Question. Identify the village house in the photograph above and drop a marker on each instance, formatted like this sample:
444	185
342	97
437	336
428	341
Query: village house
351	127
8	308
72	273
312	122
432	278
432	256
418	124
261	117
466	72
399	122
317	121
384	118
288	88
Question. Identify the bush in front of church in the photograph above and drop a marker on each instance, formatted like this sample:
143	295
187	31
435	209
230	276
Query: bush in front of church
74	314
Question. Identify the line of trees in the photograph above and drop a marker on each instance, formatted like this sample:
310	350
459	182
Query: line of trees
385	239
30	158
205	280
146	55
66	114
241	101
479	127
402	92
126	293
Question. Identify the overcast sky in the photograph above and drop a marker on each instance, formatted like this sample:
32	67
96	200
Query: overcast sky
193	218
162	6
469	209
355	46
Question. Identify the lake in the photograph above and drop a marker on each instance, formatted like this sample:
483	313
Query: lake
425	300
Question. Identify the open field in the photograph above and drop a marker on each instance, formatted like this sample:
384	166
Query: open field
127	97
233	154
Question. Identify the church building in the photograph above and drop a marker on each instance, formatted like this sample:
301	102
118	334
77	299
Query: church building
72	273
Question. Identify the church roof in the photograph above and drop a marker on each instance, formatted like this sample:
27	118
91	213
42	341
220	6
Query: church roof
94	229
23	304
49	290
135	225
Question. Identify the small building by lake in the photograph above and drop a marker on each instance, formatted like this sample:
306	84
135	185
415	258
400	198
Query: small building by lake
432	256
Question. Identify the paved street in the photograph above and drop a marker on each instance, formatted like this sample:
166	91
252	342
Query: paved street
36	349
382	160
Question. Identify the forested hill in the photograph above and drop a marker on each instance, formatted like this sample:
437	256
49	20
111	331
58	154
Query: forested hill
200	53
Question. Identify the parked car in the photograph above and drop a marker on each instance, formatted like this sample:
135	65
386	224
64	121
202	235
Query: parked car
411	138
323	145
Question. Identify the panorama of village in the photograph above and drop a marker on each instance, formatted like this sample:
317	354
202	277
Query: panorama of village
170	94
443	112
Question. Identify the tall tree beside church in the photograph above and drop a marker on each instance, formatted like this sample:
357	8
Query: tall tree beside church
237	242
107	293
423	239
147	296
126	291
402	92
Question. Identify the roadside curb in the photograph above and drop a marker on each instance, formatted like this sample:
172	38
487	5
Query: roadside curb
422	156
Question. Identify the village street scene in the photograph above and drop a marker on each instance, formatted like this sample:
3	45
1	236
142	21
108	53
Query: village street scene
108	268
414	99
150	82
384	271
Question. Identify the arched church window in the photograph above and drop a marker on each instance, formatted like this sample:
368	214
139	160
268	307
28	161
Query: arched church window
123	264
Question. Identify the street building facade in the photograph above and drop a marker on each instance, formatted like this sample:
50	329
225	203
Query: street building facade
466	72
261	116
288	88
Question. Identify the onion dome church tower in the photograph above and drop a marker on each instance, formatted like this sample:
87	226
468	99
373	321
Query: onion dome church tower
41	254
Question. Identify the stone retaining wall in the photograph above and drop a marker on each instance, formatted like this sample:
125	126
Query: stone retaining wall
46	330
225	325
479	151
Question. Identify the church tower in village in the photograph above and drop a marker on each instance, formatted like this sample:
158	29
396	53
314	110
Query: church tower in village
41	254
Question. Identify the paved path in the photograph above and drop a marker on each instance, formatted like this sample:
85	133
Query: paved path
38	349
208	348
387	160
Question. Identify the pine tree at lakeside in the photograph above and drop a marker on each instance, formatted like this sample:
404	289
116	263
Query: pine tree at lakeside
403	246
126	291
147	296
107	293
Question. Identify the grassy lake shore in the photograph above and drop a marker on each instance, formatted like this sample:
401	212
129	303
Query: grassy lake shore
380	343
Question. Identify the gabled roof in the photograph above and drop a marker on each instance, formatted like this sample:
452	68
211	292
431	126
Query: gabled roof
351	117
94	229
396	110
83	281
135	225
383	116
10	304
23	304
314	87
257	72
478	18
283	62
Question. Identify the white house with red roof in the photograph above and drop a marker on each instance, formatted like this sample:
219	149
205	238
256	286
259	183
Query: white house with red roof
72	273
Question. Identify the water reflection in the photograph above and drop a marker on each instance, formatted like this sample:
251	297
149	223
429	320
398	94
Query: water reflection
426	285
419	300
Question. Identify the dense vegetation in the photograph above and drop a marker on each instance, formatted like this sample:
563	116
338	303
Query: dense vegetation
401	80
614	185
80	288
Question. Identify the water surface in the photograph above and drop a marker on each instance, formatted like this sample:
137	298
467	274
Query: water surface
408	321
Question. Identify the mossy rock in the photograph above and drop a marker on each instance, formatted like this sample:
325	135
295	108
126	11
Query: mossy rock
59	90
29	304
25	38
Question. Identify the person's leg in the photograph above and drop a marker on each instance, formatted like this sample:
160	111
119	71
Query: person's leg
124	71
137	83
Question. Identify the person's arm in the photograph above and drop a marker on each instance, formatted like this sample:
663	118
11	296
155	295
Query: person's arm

■ ■ ■ ■

Exercise directions: Output all of the data again. Match it exactly.

Full output:
Question. Identify the village house in the photograph above and drop a marker on each instance, formatted like this sample:
444	185
342	97
437	336
428	341
Query: village house
351	127
8	308
72	273
312	122
432	278
432	256
418	124
261	117
466	72
399	122
317	121
384	118
288	88
Question. Identify the bush in front of church in the photograph above and drop a marker on each instance, formatted like this sample:
143	295
187	31
435	209
230	276
Query: bush in front of church
74	314
Question. Identify the line of trees in the photograph above and drop a marker on each instance, formatted like this sample:
310	350
459	182
Query: line of trees
385	239
30	158
205	280
146	55
66	114
241	101
479	127
402	92
126	293
Question. Identify the overcast sky in the photograph above and drop a marker on each instance, formatted like this sample:
32	67
96	200
Query: overcast sky
193	218
162	6
469	209
355	46
Question. Identify the lake in the photograph above and drop a marker on each instance, formatted like this sample:
483	313
Query: lake
425	300
Question. Identify the open field in the photograph above and drop a marker on each instance, formatted like this sample:
384	166
Query: open field
127	97
233	154
Question. Identify the church building in the photograph above and drop a marker on each instance, formatted like this sample:
301	102
118	334
77	299
Query: church building
72	273
Question. Identify the church roof in the photograph above and drop a marker on each instance, formatted like this sample:
27	118
91	213
42	341
220	6
Query: church roof
94	229
23	304
49	290
135	225
Question. Identify the small building by lake in the photograph above and drop a marker on each instance, formatted like this sample:
306	84
135	185
415	258
400	198
Query: small building by lake
432	256
Question. Identify the paved street in the photograph above and drop a marker on each instance, formatted like this sample:
166	91
252	342
Query: paved street
36	349
382	160
Question. Identify the forested hill in the photograph above and drop a marker on each instance, formatted like this sample:
437	256
49	20
111	331
58	154
Query: forested hill
200	53
Question. Identify the parked car in the photograph above and drop a marker on each instance, formatted like this sample:
135	65
386	224
64	121
202	235
Query: parked car
411	138
323	145
Question. Identify the panorama of village in the photograph above and drop a marker on each instance, formatted like this sample:
317	354
202	277
Query: panorama of village
170	94
443	112
Question. Identify the tall tree beside church in the photograph above and drop a marker on each instance, formatted like this sample:
357	8
Query: tall tree beside church
237	242
107	293
423	239
147	296
126	291
402	92
Question. Identify the roadside curb in the photograph above and drop a marker on each instance, formatted like this sample:
172	38
487	5
Query: roadside curb
422	156
Question. Identify the village street scene in the photograph above and drop a marker on each instance, formatted like this sample:
3	45
1	236
142	21
108	53
Query: village street scene
108	268
414	99
150	82
384	271
Question. Identify the arched church window in the photograph above and drop a marker on each instance, formatted like this sample:
368	214
139	160
268	307
28	161
Query: arched church window
123	264
Question. Identify the street building facade in the photograph above and drop a marker on each instance, formatted like this sample:
50	329
225	203
Query: street building facade
466	72
261	116
288	88
Question. Identify the onion dome church tower in the photograph above and drop a marker on each instance, formatted like this sample:
87	226
468	99
373	321
Query: onion dome church tower
41	254
Question. Identify the stone retaining wall in the photograph above and drop a marker on each instance, formatted like this sample:
125	126
Query: stone retaining wall
46	330
225	325
479	151
Question. Identify the church tower in village in the photograph above and drop a marker on each instance, formatted like this sample:
158	29
396	53
314	110
Query: church tower in village
41	254
Question. Identify the paved path in the photograph above and drop a marker on each instance, formatted like this sample:
85	133
Query: paved path
38	349
208	348
387	160
Question. Identify the pine tree at lakeside in the photograph above and drop a marker on each instance, formatted like this sample:
404	289
116	263
Query: pine tree at lakeside
403	246
126	291
147	296
107	293
Question. Identify the grassy lake shore in the photograph above and drop a marker on each instance, formatted like this sample:
401	212
129	303
Query: grassy lake shore
380	343
Question. Identify the gabled roof in the photograph above and drop a marker on each instance, formatted like this sample:
452	68
211	292
431	126
Query: gabled roof
351	117
94	229
396	110
83	281
135	225
383	116
10	304
23	304
314	87
257	72
478	18
283	62
Question. Identify the white house with red roof in the photograph above and drop a marker on each instance, formatted like this sample:
219	149
205	238
256	286
259	183
Query: white house with red roof
72	273
Question. Identify the water reflection in the photograph above and drop a marker on each instance, formatted like this sample:
251	297
149	223
429	320
398	94
Query: water reflection
426	285
419	300
Question. Identify the dense vegetation in the photograph above and drop a marker on each instance, formatted like this sample:
563	116
338	303
Query: dense vegetation
401	80
614	185
80	288
Question. Identify the water surface in the photograph above and drop a marker on each instance, formatted like this sample:
137	298
467	274
Query: water surface
408	321
Question. Identify the mossy rock in the photograph above and drop a marker on each instance, formatted like this sample:
325	135
295	108
126	11
Query: mossy rock
59	90
29	304
25	38
Question. Identify the person's leg in the photograph above and drop a marker on each instance, formatted like this sample:
160	111
119	71
Query: person's leg
124	71
137	83
Question. Identify the person's arm in the photograph above and drop a marker on each instance, formatted like this sample:
663	118
11	296
155	295
Query: person's arm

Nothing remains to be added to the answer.